■ Task objective
Among the entries below, tally the lines that include "jersey", and give the number alone.

====== Material for this exercise

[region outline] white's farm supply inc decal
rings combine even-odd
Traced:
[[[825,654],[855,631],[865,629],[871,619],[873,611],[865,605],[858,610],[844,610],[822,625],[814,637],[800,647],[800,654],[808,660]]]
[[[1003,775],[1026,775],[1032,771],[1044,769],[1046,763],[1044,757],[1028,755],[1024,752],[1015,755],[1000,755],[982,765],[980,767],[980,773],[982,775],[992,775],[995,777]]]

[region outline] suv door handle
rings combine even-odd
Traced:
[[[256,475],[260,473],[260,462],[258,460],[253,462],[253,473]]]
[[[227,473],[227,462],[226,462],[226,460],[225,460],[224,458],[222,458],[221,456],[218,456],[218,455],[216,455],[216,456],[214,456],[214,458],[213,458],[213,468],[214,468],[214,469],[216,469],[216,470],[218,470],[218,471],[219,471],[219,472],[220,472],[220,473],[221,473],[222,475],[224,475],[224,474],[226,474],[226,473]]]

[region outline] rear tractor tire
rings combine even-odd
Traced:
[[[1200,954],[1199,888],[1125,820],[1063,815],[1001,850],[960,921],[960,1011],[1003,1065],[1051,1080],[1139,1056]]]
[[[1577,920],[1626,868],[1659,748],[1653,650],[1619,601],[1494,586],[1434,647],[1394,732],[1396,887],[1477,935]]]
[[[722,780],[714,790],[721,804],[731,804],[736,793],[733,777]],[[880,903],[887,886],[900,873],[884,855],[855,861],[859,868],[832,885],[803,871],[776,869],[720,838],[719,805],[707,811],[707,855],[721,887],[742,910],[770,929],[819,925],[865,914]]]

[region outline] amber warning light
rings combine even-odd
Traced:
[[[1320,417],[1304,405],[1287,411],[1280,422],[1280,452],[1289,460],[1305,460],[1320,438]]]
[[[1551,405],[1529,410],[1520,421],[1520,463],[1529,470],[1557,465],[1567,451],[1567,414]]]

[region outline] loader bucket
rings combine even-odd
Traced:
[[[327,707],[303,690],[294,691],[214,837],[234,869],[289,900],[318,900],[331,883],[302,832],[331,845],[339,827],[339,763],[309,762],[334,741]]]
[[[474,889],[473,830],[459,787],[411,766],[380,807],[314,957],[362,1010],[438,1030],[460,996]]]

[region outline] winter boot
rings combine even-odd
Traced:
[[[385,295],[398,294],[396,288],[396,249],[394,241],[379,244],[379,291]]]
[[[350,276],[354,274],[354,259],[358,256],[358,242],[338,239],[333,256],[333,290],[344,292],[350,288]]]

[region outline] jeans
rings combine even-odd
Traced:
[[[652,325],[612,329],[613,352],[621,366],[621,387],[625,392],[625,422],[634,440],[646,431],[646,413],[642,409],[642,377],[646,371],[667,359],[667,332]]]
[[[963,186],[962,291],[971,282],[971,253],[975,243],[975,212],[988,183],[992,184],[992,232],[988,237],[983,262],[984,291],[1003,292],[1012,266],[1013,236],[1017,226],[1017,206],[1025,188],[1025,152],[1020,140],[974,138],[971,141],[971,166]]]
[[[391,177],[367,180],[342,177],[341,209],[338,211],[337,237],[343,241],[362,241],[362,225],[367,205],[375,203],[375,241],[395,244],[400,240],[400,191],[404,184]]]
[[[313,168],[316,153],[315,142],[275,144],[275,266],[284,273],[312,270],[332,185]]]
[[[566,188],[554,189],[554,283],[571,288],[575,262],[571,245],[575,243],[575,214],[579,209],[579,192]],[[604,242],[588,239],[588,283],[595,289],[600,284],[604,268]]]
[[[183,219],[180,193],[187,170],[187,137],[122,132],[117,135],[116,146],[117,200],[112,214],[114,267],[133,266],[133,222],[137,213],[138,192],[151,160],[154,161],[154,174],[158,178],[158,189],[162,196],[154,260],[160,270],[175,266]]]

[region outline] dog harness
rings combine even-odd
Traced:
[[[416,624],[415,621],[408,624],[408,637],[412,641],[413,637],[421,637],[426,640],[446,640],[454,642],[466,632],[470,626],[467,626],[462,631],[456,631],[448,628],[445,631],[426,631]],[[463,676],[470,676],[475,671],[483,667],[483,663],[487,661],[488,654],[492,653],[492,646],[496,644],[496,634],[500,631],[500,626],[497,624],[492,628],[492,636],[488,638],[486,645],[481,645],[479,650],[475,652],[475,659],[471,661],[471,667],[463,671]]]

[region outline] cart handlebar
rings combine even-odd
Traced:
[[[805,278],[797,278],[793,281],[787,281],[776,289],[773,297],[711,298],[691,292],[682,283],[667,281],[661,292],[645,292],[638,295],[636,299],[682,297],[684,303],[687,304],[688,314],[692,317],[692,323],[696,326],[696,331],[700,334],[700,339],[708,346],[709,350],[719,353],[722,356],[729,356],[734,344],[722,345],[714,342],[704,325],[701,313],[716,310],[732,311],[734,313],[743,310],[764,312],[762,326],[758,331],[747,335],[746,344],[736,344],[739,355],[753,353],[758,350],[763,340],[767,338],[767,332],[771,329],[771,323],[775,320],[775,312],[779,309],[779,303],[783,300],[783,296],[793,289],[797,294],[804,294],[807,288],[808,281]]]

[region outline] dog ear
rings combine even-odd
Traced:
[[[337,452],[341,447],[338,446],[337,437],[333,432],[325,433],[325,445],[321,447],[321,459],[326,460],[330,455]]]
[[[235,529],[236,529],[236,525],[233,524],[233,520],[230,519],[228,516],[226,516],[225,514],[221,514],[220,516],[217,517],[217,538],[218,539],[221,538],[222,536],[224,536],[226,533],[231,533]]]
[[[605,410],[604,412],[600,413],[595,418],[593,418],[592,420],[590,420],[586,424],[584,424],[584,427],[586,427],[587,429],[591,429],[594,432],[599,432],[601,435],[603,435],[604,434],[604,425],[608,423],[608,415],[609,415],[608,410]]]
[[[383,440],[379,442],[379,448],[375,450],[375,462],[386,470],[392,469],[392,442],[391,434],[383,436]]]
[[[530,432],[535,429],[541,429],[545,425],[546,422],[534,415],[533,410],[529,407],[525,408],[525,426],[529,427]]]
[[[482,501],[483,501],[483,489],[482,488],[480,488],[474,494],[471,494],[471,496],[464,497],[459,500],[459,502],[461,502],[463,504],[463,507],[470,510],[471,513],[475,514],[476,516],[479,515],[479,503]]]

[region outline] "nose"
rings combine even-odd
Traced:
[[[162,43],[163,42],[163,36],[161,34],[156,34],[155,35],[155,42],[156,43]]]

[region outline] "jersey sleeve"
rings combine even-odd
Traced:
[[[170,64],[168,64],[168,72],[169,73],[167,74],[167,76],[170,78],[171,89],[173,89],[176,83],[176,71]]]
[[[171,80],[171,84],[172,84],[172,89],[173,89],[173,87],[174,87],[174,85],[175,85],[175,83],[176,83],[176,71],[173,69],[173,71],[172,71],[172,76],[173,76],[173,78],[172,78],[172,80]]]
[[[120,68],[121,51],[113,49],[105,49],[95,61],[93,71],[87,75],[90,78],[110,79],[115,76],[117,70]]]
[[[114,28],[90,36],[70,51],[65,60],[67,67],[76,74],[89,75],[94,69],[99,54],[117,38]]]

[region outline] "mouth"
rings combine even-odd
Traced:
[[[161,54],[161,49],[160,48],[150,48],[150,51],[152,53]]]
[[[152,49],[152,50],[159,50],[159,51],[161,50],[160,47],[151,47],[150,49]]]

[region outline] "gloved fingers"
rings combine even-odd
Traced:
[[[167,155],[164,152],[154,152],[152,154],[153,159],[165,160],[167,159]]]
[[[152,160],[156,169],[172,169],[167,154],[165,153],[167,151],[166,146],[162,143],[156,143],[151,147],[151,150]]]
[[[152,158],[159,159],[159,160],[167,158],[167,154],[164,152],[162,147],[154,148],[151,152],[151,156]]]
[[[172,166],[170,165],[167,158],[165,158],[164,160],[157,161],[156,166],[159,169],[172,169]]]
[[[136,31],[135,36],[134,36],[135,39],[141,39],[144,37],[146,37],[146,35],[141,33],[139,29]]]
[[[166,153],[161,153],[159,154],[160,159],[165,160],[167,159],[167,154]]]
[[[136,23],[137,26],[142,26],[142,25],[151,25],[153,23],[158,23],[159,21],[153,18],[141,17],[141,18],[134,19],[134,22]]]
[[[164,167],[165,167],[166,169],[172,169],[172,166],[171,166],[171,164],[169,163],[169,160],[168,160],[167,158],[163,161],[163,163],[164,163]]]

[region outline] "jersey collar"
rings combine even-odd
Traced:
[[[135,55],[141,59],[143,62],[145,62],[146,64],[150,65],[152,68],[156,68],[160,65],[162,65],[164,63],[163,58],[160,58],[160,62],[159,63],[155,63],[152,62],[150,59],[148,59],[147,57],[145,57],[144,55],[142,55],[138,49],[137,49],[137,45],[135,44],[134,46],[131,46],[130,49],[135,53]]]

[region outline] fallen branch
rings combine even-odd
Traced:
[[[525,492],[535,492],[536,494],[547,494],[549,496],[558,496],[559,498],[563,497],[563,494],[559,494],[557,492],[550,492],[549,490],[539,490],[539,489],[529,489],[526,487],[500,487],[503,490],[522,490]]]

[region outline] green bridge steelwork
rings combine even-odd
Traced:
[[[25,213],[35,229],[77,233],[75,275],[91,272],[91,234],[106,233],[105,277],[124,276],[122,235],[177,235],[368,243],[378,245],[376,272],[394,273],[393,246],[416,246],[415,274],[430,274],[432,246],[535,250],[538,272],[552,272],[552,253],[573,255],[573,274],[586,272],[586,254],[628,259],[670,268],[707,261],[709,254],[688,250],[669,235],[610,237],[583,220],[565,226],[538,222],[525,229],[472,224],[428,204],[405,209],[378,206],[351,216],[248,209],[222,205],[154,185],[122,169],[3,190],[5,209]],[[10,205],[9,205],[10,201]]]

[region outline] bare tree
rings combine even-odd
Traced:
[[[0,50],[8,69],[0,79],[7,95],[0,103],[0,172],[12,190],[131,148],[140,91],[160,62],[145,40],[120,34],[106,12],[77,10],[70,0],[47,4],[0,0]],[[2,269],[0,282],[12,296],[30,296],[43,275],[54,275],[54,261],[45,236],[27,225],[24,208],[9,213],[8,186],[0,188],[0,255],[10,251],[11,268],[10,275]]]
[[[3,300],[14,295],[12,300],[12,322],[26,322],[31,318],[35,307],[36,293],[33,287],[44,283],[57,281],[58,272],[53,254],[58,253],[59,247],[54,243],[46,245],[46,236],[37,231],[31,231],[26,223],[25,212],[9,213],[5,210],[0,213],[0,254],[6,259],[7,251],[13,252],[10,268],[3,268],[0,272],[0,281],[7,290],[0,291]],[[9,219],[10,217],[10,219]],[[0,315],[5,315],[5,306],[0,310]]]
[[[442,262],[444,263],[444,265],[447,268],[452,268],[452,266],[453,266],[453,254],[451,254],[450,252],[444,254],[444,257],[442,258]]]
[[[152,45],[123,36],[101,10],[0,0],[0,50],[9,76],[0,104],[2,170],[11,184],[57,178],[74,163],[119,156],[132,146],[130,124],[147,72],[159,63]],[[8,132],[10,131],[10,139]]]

============

■ Answer space
2